Records from a point labeling set:
□ □ □ □

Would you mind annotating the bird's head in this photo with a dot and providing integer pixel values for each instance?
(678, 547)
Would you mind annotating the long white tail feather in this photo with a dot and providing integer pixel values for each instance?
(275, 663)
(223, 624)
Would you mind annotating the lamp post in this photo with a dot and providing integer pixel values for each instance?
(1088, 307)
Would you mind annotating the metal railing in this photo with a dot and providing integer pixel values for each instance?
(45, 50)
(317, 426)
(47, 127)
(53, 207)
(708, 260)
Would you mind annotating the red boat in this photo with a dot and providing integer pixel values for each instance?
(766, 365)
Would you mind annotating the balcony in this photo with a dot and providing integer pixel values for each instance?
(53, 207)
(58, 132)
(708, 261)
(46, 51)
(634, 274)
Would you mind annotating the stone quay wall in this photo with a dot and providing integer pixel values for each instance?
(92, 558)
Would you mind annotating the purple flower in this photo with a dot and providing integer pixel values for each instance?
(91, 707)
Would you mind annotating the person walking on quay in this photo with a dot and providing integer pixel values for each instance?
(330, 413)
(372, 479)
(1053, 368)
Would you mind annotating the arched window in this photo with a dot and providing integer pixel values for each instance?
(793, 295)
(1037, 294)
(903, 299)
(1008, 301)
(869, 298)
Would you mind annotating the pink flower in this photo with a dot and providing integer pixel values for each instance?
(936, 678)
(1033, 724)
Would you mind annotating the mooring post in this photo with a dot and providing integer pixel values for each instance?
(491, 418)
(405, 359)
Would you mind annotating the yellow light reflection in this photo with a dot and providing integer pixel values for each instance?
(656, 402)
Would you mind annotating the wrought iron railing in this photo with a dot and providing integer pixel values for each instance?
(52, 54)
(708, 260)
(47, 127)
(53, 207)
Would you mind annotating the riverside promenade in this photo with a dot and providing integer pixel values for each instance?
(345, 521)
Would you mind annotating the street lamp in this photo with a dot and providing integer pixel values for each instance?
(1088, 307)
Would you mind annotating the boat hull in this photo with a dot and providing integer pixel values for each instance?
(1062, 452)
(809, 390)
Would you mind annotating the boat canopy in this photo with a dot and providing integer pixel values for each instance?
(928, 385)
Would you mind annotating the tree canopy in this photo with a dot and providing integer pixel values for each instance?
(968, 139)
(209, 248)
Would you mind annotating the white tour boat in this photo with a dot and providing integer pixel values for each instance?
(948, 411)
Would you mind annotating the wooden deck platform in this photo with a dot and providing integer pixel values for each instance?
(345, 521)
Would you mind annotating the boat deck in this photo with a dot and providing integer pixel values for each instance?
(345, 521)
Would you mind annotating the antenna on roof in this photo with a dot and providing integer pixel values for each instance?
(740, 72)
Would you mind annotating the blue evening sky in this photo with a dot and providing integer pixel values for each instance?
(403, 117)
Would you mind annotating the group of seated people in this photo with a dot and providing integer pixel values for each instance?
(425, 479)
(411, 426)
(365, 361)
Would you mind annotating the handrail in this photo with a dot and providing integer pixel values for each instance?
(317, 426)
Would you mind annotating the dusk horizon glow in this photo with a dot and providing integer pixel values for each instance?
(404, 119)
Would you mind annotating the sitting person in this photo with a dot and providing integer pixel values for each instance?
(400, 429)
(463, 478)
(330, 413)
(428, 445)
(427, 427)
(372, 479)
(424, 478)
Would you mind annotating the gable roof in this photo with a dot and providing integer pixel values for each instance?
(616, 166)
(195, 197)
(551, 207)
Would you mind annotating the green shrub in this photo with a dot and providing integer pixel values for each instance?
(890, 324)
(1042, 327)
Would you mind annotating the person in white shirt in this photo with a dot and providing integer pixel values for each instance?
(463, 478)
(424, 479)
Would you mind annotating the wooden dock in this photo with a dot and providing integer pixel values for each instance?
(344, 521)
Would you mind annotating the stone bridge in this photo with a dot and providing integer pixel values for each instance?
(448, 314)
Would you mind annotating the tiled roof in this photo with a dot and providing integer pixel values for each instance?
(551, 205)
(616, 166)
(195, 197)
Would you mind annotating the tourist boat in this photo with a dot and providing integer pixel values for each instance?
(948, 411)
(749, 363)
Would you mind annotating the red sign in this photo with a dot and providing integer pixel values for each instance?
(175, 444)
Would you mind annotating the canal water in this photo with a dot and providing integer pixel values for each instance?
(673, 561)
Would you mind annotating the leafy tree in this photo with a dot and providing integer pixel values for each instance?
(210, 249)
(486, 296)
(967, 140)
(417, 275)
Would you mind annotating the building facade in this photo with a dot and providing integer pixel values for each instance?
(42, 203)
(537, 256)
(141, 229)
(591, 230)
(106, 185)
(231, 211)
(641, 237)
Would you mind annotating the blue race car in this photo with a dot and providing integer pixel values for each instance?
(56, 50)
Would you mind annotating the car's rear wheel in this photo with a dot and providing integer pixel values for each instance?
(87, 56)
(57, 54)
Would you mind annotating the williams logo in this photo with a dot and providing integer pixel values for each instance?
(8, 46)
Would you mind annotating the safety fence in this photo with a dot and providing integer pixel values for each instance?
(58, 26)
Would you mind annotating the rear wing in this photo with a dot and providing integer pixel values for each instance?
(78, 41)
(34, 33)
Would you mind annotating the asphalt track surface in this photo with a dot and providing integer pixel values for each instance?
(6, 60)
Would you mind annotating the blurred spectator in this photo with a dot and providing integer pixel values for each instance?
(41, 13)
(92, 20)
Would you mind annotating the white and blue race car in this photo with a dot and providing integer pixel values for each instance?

□ □ □ □

▸ Directive
Give again, word for word, every line from the one holding "Would you mind annotating the safety" to the end of the data.

▸ Output of the task
Would you mind annotating the safety fence in this photo with a dot and providing integer pixel values for each instance?
(58, 26)
Would you mind annotating the rear wing in this photo with a dot and providing integer pixel values for each instance?
(78, 41)
(34, 33)
Would you mind annotating the asphalt track surface in this photo with a dot and providing integer pixel values for each instance?
(6, 60)
Would you mind annotating the blurred spectator in this photo with a dot and providing integer pixel values for each instance?
(41, 13)
(92, 20)
Would you mind annotating the white and blue race car in this photo with a dot and providing integer pixel values for each instance?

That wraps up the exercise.